**SUPPLIED INFORMATION:**
-------------------------

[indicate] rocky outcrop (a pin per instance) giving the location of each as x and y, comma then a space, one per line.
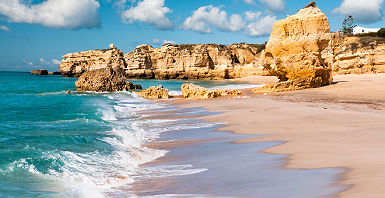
39, 72
293, 52
354, 55
203, 61
102, 80
155, 92
192, 91
75, 64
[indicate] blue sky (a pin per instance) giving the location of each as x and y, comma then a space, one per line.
36, 33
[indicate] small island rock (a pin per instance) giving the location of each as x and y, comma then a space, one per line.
39, 72
155, 92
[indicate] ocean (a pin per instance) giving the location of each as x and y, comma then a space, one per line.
93, 145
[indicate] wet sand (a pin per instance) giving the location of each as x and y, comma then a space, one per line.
338, 126
230, 170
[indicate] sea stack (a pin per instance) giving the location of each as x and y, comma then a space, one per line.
293, 52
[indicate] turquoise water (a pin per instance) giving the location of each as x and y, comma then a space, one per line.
78, 145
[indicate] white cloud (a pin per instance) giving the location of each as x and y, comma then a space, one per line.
156, 41
61, 14
368, 11
49, 63
252, 16
274, 4
207, 16
152, 12
29, 63
168, 42
55, 62
250, 2
5, 28
262, 27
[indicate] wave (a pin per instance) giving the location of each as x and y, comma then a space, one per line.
93, 174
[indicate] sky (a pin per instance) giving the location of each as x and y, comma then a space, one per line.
36, 34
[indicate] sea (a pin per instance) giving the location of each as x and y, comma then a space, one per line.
54, 144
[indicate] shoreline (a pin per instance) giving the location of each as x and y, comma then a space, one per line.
352, 97
197, 146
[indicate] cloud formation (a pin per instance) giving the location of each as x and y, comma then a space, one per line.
60, 14
152, 12
368, 11
275, 5
262, 27
49, 63
5, 28
207, 16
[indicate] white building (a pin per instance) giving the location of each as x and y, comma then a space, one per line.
360, 30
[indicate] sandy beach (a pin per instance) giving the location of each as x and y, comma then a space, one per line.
337, 126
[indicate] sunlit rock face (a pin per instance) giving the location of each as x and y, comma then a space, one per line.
202, 61
293, 52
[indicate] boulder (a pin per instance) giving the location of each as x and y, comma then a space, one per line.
75, 64
293, 52
192, 91
39, 72
131, 86
155, 92
54, 73
102, 80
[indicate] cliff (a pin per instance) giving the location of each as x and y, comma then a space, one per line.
293, 52
202, 61
300, 50
354, 55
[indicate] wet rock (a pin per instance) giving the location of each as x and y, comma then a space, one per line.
102, 80
155, 92
192, 91
39, 72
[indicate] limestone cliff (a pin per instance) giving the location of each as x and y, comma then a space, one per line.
75, 64
354, 55
202, 61
293, 52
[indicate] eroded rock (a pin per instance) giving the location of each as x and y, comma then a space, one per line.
39, 72
293, 52
192, 91
75, 64
155, 92
102, 80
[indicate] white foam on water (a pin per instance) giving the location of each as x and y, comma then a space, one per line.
95, 174
237, 86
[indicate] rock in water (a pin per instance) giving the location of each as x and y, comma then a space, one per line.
156, 92
293, 52
75, 64
197, 92
39, 72
102, 80
131, 86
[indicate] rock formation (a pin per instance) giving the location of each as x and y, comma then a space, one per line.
39, 72
203, 61
192, 91
155, 92
102, 80
75, 64
293, 52
354, 55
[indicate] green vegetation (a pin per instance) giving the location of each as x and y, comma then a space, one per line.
380, 33
347, 25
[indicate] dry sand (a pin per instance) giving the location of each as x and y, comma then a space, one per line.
341, 125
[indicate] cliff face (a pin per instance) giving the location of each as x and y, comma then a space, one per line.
353, 55
203, 61
293, 52
74, 64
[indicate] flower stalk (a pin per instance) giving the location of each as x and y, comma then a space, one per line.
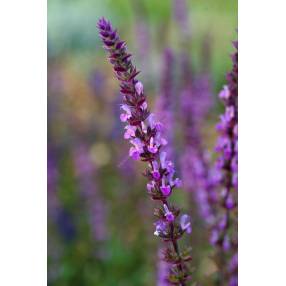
224, 231
143, 131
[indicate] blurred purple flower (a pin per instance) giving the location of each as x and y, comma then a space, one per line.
86, 174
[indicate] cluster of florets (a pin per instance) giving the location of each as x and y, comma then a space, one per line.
144, 133
224, 231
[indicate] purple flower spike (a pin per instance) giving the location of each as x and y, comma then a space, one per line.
169, 215
227, 165
185, 223
144, 132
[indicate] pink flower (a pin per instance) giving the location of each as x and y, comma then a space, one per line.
165, 189
168, 214
139, 88
185, 223
130, 132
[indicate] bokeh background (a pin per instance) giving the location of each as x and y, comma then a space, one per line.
100, 222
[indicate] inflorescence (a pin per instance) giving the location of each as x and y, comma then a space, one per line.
144, 132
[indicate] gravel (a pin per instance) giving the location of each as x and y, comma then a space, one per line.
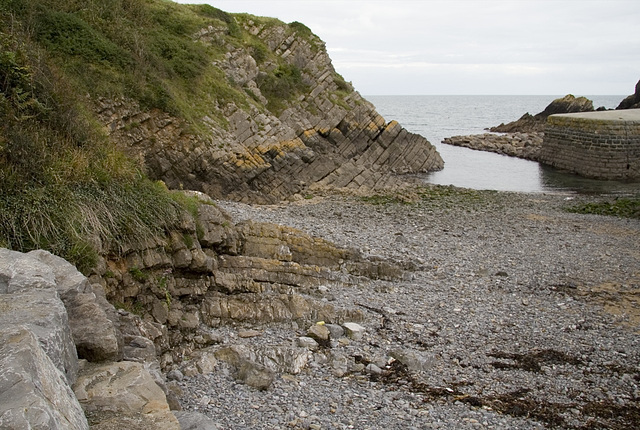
516, 314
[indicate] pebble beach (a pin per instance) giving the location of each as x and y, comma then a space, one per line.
513, 313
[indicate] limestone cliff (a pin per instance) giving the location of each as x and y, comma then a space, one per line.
298, 125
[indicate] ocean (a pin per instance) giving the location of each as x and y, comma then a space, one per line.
437, 117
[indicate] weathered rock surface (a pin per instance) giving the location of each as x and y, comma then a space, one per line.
521, 145
632, 101
34, 393
190, 420
328, 137
535, 123
522, 138
42, 313
123, 395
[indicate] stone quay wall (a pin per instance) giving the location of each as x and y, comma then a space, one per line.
601, 145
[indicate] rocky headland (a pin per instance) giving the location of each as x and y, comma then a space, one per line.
521, 138
349, 298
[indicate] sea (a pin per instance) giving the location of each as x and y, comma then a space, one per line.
438, 116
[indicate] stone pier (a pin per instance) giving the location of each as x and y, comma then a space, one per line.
601, 145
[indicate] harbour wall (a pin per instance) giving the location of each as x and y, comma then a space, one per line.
600, 145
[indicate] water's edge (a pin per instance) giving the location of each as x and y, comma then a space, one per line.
437, 117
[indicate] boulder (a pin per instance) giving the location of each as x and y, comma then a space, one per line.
123, 395
19, 272
42, 313
34, 393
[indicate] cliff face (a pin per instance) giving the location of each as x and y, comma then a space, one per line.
297, 127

-------------------------

**TASK DIRECTIONS:** Rewrite all of the records above as a two-column CSV with the header record_text,answer. Give one row per record, put each field in double quotes with its line breaks replaced by spaces, and leave out the pictures.

**EXPECTED ANSWER:**
record_text,answer
"[indicate] rocky outcrop (a pin per instance) giving the location of each as x and y, comma then a space, one per line.","39, 72 293, 52 354, 55 203, 61 102, 80 155, 92 192, 91 75, 64"
"[indicate] blue sky (a pin per instance) giving the location of each as x and y, comma then a space, one per line.","36, 33"
"[indicate] small island rock (a pin per instance) giving the location of each as x and y, comma then a space, one per line.","39, 72 155, 92"
"[indicate] ocean (a pin per instance) giving the location of each as x and y, comma then a space, one per line.","93, 145"
"[indicate] wet sand (a pin per instance) giving the location of each as x and y, comma then a space, one per line.","338, 126 230, 170"
"[indicate] sea stack (a pin per instance) giving the location of each as x and y, comma then a space, one per line.","293, 52"
"[indicate] turquoise water (a pin per instance) giving the location of each as x and y, comma then a space, one per line.","78, 145"
"[indicate] white cloud (a pin per instance) giving the location of each as x and y, comma then a space, one per line.","156, 41 61, 14 368, 11 49, 63 252, 16 274, 4 207, 16 152, 12 29, 63 168, 42 55, 62 250, 2 5, 28 262, 27"
"[indicate] wave (a pin per instance) giving the location of each as x and y, comma then a space, one per line.","93, 174"
"[indicate] sky (a pin per instance) giving the location of each as x and y, comma then a space, one per line.","36, 34"
"[indicate] sea (a pin per instance) giving the location of each as x and y, comma then a space, one per line.","54, 144"
"[indicate] shoreline (a pin per instance) giving the location of each as x and y, comma then a space, one per line.","352, 97 197, 146"
"[indicate] cloud formation (a pin per instance) giving the location of each as x and y, comma then a space, one per line.","60, 14 152, 12 368, 11 275, 5 262, 27 49, 63 5, 28 207, 16"
"[indicate] white building (a pin per instance) giving the location of each as x and y, comma then a space, one per line.","360, 30"
"[indicate] sandy beach (a pin per instance) giving the location of each as x and y, comma then a space, one per line.","337, 126"
"[indicate] sunlit rock face (a pin per instance) giving the location of each as x and y, comma then a space, one per line.","202, 61 293, 52"
"[indicate] boulder (a pin per instance) giving the location of each as x and y, comma then a space, one per line.","75, 64 293, 52 192, 91 39, 72 131, 86 155, 92 54, 73 102, 80"
"[indicate] cliff (a pin per instance) giving the location of each as x and y, comma then a space, one per line.","293, 52 202, 61 300, 50 354, 55"
"[indicate] wet rock (a pin per instance) giving the location of each as x and y, comma then a space, one per line.","102, 80 155, 92 192, 91 39, 72"
"[indicate] limestone cliff (a pin per instance) giving the location of each as x and y, comma then a space, one per line.","75, 64 354, 55 202, 61 293, 52"
"[indicate] eroded rock (a pin per instance) giving the location of each as x and y, comma then a space, one per line.","39, 72 293, 52 192, 91 75, 64 155, 92 102, 80"
"[indicate] white foam on water (a pin per instance) giving the location of each as x and y, comma then a space, one per line.","95, 174 237, 86"
"[indicate] rock in water (a pin per instance) giving the location of each as x and y, comma then a space, one per line.","156, 92 293, 52 75, 64 197, 92 39, 72 102, 80 131, 86"
"[indicate] rock formation (a pin per instance) giving the location of each as x and y, comma then a space, one per line.","39, 72 203, 61 192, 91 155, 92 102, 80 75, 64 293, 52 354, 55"
"[indicate] green vegetation (a pin per instance) giving the location of each as x and y, comma then a space, one per line.","380, 33 347, 25"
"[indicate] dry sand (a pin per instance) giving the location of each as x and y, comma then a space, one per line.","341, 125"
"[indicate] cliff face (a pin per instance) giving the location of each as x and y, comma then a space, one per line.","353, 55 203, 61 293, 52 74, 64"
"[indicate] flower stalk (a pin per instance) giving the location of each as x and y, comma then a space, one per line.","224, 231 143, 131"
"[indicate] blurred purple flower (a pin per instance) giving the location of each as x and y, comma then a space, one per line.","86, 174"
"[indicate] cluster of florets (a pin per instance) giving the location of each as x and y, comma then a space, one per line.","144, 133 224, 231"
"[indicate] purple flower spike (a pin per instance) giving the location of each as x and y, comma then a space, one per line.","169, 215 227, 165 185, 223 144, 132"
"[indicate] pink flower (a pin per instance) giving the location of each as x and y, comma then a space, one per line.","165, 189 168, 214 139, 88 185, 223 130, 132"
"[indicate] bokeh background (a pin per instance) giving the location of each as x and y, comma then a space, one per line.","100, 222"
"[indicate] inflorescence (a pin per instance) giving the location of each as x and y, comma then a space, one per line.","144, 132"
"[indicate] gravel (a pin per instance) giving the location of each as x and y, comma then a space, one per line.","516, 314"
"[indicate] pebble beach (a pin per instance) giving the location of each as x and y, comma then a space, one per line.","513, 313"
"[indicate] limestone cliff (a pin per instance) giving the location of each as x and y, comma then a space, one per line.","298, 125"
"[indicate] ocean (a pin per instance) giving the location of each as x and y, comma then a space, one per line.","437, 117"
"[indicate] weathered rock surface (a pin per instance) giving the location of each as x and y, comma then a space, one per line.","521, 145 632, 101 34, 393 190, 420 328, 137 535, 123 522, 138 42, 313 123, 395"
"[indicate] stone quay wall (a pin per instance) giving the location of each as x and y, comma then a space, one per line.","601, 145"
"[indicate] rocky headland (a pin per instance) giving the location of each as x and y, comma then a space, one per line.","521, 138 349, 298"
"[indicate] sea (a pin per instance) giving the location of each as x and y, comma then a space, one per line.","438, 116"
"[indicate] stone pier (a pin per instance) giving the location of each as x and y, comma then a space, one per line.","601, 145"
"[indicate] harbour wall (a pin per instance) giving the location of each as x and y, comma then a space, one per line.","600, 145"
"[indicate] water's edge (a pin per instance) giving the location of each as x and y, comma then a space, one per line.","437, 117"
"[indicate] boulder (a pin per instance) giving the location of each as x and y, comma then a space, one per line.","123, 395 19, 272 42, 313 34, 393"
"[indicate] cliff face (a pin per instance) giving the location of each as x and y, comma then a space, one per line.","297, 127"